>> Start
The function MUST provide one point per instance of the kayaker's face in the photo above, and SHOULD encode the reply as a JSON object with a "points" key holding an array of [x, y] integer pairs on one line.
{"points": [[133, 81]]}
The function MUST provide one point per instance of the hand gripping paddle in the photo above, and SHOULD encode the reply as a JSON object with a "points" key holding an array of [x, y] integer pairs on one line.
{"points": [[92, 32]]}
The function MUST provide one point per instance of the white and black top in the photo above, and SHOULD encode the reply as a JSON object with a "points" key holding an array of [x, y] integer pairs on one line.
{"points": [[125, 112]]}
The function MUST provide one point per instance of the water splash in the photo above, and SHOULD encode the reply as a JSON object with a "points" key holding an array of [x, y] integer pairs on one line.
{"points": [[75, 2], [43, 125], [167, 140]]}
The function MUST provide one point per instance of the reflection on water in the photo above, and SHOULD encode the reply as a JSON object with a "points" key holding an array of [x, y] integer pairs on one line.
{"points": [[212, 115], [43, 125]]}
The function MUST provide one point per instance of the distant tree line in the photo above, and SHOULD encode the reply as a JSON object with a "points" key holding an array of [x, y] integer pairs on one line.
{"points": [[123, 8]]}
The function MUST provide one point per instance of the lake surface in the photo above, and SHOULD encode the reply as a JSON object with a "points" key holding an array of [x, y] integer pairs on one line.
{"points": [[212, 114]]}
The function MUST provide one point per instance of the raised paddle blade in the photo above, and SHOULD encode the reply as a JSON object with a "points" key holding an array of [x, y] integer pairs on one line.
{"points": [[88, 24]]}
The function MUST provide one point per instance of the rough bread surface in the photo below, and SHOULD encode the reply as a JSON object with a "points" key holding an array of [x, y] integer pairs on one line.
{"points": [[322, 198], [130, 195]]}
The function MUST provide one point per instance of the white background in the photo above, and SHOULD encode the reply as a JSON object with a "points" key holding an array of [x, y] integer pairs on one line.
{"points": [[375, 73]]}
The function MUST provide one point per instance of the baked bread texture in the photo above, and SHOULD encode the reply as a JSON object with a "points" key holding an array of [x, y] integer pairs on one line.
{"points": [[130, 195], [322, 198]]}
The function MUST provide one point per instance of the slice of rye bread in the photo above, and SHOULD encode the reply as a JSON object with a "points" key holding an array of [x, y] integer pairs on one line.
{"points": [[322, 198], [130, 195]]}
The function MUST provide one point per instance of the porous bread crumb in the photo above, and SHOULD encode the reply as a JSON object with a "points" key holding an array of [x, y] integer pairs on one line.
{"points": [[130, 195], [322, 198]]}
>> End
- **WHAT IS ASKED**
Copy every one of the entries above word for word, with no changes.

- **THE RESULT**
The function MUST provide one point per instance of the kayaker's face in the photo above, and SHOULD encode the reply as a JSON object with a "points" key holding an array of [x, y] integer pairs on one line.
{"points": [[133, 81]]}
The function MUST provide one point per instance of the hand gripping paddle in the photo above, and SHOULD encode the reply as a JSON object with a "points" key holding an array of [x, y] integer pairs on one line.
{"points": [[92, 32]]}
The function MUST provide one point per instance of the white and black top in the photo above, and SHOULD encode the reply as a JSON object with a "points" key holding an array of [x, y] integer pairs on one line.
{"points": [[125, 112]]}
The function MUST provide one point per instance of the water splash in the photo above, and SHOULD encode the reply as a JSON object with a "points" key holding an array of [x, y] integer pairs on one line.
{"points": [[75, 2], [43, 125], [167, 140]]}
The function MUST provide one point per instance of the reflection on water in the photo above, and SHOULD encode the reply as a JSON object with a "points" key holding an array of [x, y] integer pairs on one line.
{"points": [[212, 115], [43, 125]]}
The function MUST provide one point per instance of the distant tree line in the photo above, and SHOULD encode the reply as a JSON object with a "points" key holding an array of [x, y] integer pairs on one line.
{"points": [[123, 8]]}
The function MUST provide one point per instance of the lake surface in the photo above, and SHOULD encode the reply as a JSON object with a "points" key holding an array of [x, y] integer pairs on one line.
{"points": [[212, 114]]}
The function MUST provide one point per instance of the raised paddle blade in the photo above, and SHOULD encode the reply as a JSON object with a "points" key holding an array of [x, y] integer pairs on one line.
{"points": [[88, 24]]}
The function MUST provide one point per instance of the rough bread surface in the photo below, and SHOULD encode the reply as a JSON object with a "points" key holding an array of [x, y] integer pairs on one line.
{"points": [[322, 198], [130, 195]]}
The function MUST provide one point per instance of the white background in the photo above, and SHOULD encode the reply as a JSON object with a "points" key holding an array of [x, y] integer pairs on one line.
{"points": [[375, 73]]}
The function MUST provide one point per instance of the baked bread texture in the photo above, and SHOULD encode the reply as a JSON object with a "points" key holding an array of [x, y] integer pairs on one line.
{"points": [[130, 195], [322, 198]]}
The function MUST provide one point per instance of the slice of rye bread in the photo above, and SHOULD encode the reply as a JSON object with a "points" key holding an array of [x, y] integer pairs on one line.
{"points": [[322, 198], [130, 195]]}
The function MUST provide one point per instance of the porous bread crumb in the photo above, and SHOULD encode the reply as a JSON object with a "points" key holding an array of [x, y] integer pairs on one line.
{"points": [[130, 195], [322, 198]]}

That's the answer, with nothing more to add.